> **Exercise task**
Copy the listing below line for line, leaving every character unchanged.

> **Material**
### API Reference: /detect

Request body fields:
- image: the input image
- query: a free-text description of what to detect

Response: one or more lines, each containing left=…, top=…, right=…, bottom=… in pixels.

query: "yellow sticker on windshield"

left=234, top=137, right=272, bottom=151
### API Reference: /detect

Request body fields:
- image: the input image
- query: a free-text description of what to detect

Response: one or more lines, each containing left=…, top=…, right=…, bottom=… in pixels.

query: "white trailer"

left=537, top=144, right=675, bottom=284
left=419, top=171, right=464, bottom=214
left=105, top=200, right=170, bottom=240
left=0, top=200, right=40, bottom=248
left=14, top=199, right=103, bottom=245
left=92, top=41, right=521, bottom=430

> **Answer**
### API Reference: /detect

Request body fields:
- image: the input image
- query: a free-text description of what to detect

Response: one or more lines, each containing left=…, top=…, right=…, bottom=… in pixels.

query: "yellow sticker on windshield"

left=234, top=137, right=272, bottom=151
### API Reference: /detect

Request body fields:
- image: the input image
- query: a free-text description of what to detect

Response: one or more lines, each containing left=…, top=…, right=…, bottom=… in pixels.

query: "white trailer"

left=537, top=144, right=675, bottom=284
left=419, top=171, right=464, bottom=214
left=105, top=200, right=170, bottom=240
left=0, top=200, right=40, bottom=248
left=14, top=199, right=103, bottom=245
left=92, top=41, right=521, bottom=430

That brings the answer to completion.